§ **Aim**
Lay out the items from the start through the line containing "<point>581,629</point>" as a JSON list of strings, one per line, skipping any blank lines.

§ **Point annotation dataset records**
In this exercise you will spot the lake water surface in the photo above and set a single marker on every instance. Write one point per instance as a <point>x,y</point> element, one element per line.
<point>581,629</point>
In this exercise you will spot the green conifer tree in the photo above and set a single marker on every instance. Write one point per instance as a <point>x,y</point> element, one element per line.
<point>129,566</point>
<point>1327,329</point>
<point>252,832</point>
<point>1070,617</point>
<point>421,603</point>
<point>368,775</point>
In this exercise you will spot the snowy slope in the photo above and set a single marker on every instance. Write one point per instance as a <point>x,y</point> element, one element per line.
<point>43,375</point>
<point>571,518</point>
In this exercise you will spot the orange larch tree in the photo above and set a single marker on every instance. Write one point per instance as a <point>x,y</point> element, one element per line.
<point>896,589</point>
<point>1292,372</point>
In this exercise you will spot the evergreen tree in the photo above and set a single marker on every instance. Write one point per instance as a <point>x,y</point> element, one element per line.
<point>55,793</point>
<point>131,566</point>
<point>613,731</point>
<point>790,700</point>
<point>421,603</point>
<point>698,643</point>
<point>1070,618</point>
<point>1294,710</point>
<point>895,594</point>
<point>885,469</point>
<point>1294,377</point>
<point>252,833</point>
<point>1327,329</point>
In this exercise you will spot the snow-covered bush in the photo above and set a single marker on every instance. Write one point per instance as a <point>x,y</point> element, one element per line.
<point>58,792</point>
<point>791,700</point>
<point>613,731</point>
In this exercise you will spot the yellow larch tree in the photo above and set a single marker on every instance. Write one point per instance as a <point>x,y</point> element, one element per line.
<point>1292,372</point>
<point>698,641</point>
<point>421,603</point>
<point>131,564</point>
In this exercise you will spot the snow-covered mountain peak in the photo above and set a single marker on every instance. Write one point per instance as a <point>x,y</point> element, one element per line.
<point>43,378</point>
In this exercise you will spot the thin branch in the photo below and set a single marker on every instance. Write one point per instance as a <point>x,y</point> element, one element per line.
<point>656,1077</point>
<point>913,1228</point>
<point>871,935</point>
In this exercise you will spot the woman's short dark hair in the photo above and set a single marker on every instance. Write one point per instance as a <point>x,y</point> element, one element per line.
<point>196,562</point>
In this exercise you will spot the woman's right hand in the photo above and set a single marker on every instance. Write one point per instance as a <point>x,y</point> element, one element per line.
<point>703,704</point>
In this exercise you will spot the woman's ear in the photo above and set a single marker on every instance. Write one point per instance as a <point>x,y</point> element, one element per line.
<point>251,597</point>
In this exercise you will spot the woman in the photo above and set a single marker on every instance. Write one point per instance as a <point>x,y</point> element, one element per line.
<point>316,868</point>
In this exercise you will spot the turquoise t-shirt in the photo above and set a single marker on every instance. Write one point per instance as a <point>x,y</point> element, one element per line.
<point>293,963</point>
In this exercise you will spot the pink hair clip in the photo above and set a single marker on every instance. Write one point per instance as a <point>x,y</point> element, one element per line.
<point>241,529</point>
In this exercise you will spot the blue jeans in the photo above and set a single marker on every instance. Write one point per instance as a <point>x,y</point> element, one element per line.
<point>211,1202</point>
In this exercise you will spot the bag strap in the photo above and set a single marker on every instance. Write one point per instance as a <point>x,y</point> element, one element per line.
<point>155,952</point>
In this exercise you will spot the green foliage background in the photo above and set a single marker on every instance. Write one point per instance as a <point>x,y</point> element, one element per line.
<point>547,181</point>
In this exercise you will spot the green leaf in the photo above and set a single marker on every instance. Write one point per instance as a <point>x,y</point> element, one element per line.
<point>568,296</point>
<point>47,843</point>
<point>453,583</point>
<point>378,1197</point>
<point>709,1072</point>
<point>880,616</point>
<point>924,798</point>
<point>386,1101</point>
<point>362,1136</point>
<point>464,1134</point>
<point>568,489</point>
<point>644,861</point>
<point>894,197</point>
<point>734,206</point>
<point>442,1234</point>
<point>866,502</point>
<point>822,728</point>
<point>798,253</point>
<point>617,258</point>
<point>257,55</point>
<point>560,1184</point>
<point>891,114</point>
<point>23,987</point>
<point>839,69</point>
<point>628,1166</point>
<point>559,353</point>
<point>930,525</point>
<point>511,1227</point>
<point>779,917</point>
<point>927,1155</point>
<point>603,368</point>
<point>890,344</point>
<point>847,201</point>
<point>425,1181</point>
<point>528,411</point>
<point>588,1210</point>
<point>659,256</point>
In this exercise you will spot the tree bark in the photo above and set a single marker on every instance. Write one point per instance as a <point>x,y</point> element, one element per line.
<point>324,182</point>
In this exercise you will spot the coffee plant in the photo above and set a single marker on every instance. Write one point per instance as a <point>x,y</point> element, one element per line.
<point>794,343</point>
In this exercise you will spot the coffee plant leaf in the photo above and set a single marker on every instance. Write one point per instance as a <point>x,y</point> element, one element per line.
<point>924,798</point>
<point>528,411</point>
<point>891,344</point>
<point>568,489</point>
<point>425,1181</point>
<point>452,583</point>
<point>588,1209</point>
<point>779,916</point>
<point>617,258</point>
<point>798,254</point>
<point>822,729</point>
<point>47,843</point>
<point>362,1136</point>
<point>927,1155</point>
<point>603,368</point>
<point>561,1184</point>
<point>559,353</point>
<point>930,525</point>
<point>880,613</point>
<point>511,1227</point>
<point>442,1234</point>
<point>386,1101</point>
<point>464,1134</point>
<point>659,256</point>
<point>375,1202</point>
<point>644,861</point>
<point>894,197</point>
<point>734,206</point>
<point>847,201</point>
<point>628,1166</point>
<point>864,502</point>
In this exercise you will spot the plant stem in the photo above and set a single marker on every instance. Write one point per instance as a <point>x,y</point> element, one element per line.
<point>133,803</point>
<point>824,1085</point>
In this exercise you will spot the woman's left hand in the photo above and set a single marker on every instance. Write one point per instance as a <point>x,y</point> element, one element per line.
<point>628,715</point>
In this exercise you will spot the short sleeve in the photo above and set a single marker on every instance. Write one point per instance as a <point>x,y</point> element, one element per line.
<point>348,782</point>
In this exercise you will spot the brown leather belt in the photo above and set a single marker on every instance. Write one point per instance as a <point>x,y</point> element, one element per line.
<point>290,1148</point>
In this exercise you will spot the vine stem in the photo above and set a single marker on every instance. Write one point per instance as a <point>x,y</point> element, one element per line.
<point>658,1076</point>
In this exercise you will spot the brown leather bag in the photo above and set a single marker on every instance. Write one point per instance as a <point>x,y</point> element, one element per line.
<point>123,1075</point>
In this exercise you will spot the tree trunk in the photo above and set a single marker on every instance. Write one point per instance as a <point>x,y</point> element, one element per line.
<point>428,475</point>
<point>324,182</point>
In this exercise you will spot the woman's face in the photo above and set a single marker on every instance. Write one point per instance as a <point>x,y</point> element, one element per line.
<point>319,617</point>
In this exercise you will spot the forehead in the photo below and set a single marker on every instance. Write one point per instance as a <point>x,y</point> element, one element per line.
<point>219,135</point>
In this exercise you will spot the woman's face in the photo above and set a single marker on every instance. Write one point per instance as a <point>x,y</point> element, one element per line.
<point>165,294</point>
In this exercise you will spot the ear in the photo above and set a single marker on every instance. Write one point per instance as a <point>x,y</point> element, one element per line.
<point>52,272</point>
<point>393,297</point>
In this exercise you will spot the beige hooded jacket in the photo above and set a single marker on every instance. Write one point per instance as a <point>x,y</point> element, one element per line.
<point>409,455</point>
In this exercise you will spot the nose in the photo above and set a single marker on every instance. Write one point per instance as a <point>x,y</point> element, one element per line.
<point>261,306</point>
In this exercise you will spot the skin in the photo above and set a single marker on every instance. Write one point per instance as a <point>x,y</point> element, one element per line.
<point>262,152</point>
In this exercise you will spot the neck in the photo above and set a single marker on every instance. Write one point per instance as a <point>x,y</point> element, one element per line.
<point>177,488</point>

§ **Solution for this problem**
[
  "In this exercise you will spot the lake water surface in the photo above and set a single marker on every instance. Write one point per instance as a <point>x,y</point> element, one element per line.",
  "<point>581,629</point>"
]